• Required work:
The listing beneath should be written out in full, exactly as shown.

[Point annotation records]
• • • •
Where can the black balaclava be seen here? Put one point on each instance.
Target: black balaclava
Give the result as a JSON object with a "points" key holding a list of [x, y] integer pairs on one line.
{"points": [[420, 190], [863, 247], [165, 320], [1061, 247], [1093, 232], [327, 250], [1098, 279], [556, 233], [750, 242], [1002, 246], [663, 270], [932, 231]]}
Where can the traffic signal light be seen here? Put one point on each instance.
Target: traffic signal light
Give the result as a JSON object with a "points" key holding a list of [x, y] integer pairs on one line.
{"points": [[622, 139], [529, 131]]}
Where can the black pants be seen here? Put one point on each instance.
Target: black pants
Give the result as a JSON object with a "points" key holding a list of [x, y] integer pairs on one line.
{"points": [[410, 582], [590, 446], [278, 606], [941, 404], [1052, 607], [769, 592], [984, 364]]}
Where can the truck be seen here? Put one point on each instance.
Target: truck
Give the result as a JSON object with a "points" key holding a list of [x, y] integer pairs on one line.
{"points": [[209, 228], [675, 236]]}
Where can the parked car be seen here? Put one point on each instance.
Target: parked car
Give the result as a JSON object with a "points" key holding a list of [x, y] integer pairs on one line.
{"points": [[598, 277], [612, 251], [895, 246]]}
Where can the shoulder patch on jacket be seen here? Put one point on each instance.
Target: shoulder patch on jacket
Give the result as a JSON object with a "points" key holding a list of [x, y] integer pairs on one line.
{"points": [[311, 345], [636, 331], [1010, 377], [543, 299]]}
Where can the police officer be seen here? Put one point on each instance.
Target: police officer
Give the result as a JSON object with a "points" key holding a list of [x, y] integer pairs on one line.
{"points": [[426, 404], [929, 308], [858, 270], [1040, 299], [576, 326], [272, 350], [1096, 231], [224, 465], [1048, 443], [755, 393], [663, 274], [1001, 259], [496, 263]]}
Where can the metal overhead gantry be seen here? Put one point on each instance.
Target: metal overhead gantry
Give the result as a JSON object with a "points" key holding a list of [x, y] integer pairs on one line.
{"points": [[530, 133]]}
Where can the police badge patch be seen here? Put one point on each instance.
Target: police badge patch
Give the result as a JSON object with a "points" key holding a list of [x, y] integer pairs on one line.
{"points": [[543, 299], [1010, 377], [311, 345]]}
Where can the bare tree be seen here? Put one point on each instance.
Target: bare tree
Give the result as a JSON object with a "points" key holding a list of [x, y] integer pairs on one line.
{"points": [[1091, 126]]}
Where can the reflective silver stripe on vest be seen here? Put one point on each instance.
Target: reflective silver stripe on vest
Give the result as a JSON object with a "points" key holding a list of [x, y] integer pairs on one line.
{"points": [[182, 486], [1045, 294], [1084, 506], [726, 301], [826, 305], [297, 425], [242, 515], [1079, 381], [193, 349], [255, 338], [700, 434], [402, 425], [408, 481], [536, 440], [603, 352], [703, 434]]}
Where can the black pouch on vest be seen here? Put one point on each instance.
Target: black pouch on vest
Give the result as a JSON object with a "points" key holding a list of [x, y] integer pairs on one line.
• • • •
• Result:
Where can the black balaclava be seen here? Put one point on each instance.
Target: black balaclava
Give the result as a JSON object with a "points" key holding a list of [x, y] integer pairs on one line.
{"points": [[420, 190], [863, 247], [165, 320], [1061, 247], [1093, 232], [327, 250], [1098, 279], [556, 233], [750, 242], [1002, 246], [663, 270], [932, 231]]}
Where can the traffic signal light be seen here? Put one point on each instance.
Target: traffic signal light
Give the result as a JSON object with a "points" key holding a list of [x, y] integer pairs on one line.
{"points": [[622, 139], [529, 131]]}
Where can the black pants be seen here? Put one point on each instance.
Target: black pants
Give the result as a JSON object with a "points" key holding a list of [x, y] integer pairs on one line.
{"points": [[410, 582], [590, 446], [278, 606], [941, 404], [1052, 607], [769, 592], [984, 364]]}
Where can the truck be seen here? Put one point on each instance.
Target: truck
Give the result as a JSON object with a "points" key holding a list of [x, y] integer pairs on one line.
{"points": [[209, 228], [675, 236]]}
Where can the parked car be seen here? Put one point on each instance.
Target: parked car
Give the result as a JSON object with a "points" key holding a list of [x, y] integer pairs on one line.
{"points": [[598, 277], [612, 251], [895, 246]]}
Where can the shoulder patch on jacket be seen here? Put one point on each instance.
Target: shoulder patch on jacket
Give the result as a JSON object with a "points" key holding a list of [x, y] integer pairs on one line.
{"points": [[311, 345], [636, 331], [1010, 377], [543, 299]]}
Where can the police officer be seen here? Put one point on each instance.
Target: police officer
Give the result as a JSON object with a "points" key holding a list of [x, y] integer pairs on one line.
{"points": [[426, 404], [929, 308], [858, 270], [1040, 299], [576, 326], [272, 350], [1096, 231], [224, 465], [1048, 443], [755, 393], [663, 274], [1001, 259], [496, 263]]}
Where can the metal overhead gantry be seen here? Put one point on each instance.
Target: metal overhead gantry
Give the result as a JSON object with a "points" key holding a list of [x, y] integer pairs on one line.
{"points": [[530, 133]]}
Where can the police badge patch be seen here? Put one point on each instance.
Target: police badge patch
Give the result as a JSON object with a "points" key holding a list of [x, y] integer pairs on one line.
{"points": [[543, 299], [1010, 377], [311, 345]]}
Where can the bare tree be seen here? Put one point on each instance.
Target: bare tree
Give the result as a JSON object with a "points" key holding a list of [x, y] integer pairs on one line.
{"points": [[1091, 126]]}
Where can the reflective silver stripe on vest be seen here? Put one point on each instance.
Target: reflective silver stripe on vest
Give the result as a JSON object with a "points" key holding a list of [x, y] integer pairs on one line.
{"points": [[182, 486], [1045, 294], [1084, 506], [726, 301], [826, 305], [297, 425], [242, 515], [1079, 381], [193, 349], [255, 338], [700, 434], [402, 425], [408, 481], [536, 440], [603, 352], [703, 434]]}
Where can the black pouch on vest be seen here? Put one point on each instance.
Target: black pouch on vest
Give the result as a JSON object with a "points" key holding a list of [x, y] integer pairs on one line.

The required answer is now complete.